---------- GIVEN RECORDS
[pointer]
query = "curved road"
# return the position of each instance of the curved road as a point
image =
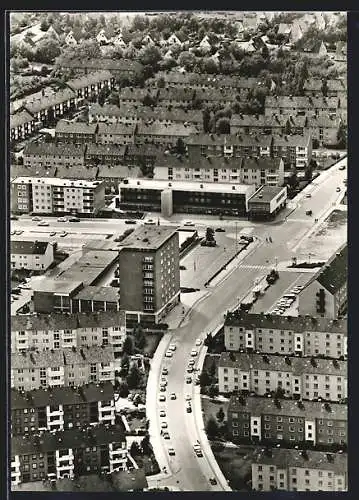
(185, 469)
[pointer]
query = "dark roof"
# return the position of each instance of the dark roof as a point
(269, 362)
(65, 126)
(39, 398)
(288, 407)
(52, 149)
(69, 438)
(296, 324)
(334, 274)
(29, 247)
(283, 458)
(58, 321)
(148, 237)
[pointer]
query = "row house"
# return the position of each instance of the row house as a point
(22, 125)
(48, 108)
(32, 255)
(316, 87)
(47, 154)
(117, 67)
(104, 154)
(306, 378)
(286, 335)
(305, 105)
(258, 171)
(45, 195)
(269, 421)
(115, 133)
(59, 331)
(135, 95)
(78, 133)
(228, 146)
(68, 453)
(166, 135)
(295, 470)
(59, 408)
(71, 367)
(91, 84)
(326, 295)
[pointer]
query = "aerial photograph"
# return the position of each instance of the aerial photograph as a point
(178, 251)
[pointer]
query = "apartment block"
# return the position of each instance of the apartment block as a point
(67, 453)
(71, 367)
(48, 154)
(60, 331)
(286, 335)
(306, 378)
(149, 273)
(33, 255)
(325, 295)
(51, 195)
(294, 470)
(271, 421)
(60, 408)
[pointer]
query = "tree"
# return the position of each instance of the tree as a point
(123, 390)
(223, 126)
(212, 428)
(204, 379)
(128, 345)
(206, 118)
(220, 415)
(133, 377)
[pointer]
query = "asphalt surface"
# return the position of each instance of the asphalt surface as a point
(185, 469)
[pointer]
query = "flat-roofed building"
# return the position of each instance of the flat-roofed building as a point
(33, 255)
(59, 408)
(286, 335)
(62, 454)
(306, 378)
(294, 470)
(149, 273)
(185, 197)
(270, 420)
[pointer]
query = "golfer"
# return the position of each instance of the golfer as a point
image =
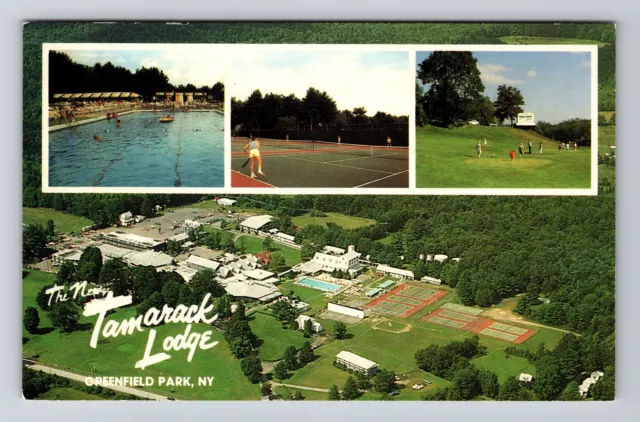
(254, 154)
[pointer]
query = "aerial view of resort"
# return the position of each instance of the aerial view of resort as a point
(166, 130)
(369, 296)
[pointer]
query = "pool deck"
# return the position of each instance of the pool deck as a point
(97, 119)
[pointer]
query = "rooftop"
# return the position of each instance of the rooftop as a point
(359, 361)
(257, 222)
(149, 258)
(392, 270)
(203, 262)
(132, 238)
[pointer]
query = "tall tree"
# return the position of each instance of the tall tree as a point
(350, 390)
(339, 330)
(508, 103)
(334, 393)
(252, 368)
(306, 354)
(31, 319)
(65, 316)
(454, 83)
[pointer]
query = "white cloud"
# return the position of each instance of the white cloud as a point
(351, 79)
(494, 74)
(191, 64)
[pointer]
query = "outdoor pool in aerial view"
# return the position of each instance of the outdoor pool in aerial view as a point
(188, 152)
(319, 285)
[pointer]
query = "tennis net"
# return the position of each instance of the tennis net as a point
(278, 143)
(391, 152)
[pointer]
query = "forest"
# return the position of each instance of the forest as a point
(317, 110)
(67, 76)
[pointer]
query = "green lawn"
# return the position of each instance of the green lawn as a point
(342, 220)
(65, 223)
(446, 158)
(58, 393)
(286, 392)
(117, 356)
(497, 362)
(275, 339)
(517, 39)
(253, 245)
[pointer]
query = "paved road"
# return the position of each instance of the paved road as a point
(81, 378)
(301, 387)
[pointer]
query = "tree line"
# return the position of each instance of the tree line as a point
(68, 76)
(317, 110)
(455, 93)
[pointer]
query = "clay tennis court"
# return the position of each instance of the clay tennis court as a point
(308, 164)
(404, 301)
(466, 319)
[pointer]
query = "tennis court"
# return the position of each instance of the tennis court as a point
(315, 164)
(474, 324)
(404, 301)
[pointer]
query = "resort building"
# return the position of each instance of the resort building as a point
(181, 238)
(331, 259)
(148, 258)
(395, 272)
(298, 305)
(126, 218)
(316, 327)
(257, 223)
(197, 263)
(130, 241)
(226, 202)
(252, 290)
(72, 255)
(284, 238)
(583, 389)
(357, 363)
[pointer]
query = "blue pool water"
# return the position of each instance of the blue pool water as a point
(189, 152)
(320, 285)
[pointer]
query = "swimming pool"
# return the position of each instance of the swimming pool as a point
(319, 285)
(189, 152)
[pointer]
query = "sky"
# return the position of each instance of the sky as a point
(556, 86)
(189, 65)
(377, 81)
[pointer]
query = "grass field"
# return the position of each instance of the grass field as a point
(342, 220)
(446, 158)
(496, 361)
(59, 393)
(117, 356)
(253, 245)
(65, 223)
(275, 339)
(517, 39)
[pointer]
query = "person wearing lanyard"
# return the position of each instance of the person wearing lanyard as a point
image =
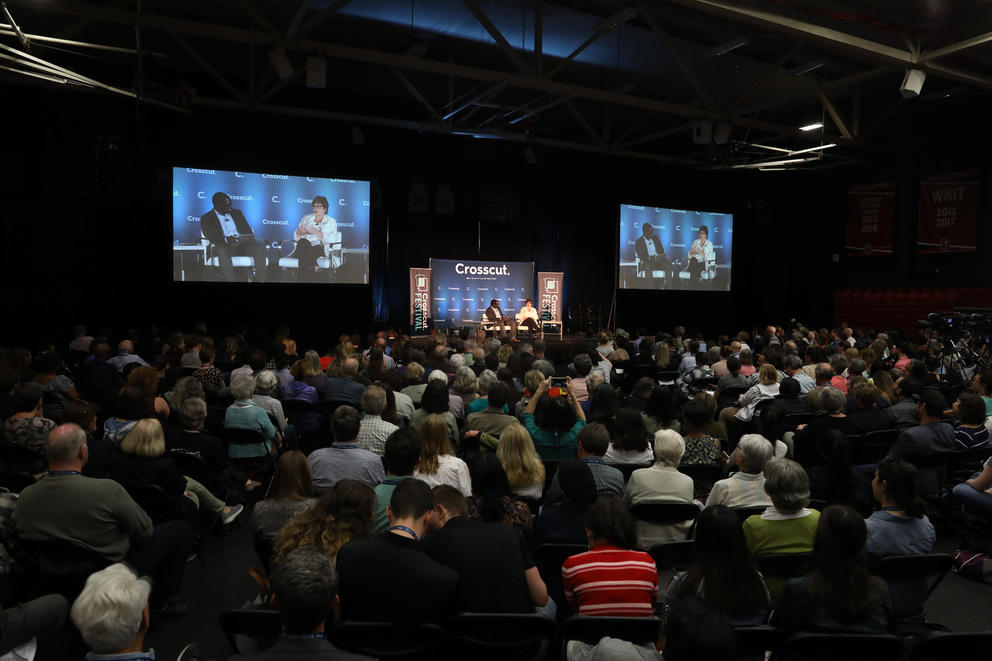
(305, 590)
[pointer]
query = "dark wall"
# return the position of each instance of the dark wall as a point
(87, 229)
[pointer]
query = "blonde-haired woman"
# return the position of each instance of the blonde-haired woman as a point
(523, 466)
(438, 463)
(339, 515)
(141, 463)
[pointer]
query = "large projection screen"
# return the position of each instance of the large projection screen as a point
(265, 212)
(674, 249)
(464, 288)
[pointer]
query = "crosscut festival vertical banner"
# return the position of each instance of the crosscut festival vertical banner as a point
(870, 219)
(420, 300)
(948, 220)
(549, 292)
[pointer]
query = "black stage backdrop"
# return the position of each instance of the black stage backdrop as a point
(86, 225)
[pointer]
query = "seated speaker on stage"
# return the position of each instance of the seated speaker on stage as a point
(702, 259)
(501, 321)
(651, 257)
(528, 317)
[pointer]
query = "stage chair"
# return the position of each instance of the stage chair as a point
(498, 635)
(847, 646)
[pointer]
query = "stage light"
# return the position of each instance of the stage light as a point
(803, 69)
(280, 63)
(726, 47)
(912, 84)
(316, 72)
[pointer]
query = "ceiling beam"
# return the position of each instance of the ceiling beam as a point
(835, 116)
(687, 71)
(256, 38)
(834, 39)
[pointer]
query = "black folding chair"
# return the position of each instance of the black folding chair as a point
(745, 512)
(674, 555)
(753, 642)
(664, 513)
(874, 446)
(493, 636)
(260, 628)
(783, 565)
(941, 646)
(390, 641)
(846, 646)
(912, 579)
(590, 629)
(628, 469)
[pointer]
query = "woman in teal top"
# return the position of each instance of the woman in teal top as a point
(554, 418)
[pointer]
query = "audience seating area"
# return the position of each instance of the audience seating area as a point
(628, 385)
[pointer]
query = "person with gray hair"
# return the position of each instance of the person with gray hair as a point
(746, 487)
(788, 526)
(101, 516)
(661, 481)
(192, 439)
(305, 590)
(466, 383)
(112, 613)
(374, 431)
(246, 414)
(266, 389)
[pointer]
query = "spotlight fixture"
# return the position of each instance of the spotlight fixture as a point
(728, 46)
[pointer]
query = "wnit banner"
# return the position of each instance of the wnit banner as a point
--------------------
§ ABOUT THIS TASK: Once you find the string "wnit" in a line of the records, copy that line.

§ OUTPUT FOR THIS TASK:
query = "wnit banner"
# return the position of each instance of the wnit banner as a point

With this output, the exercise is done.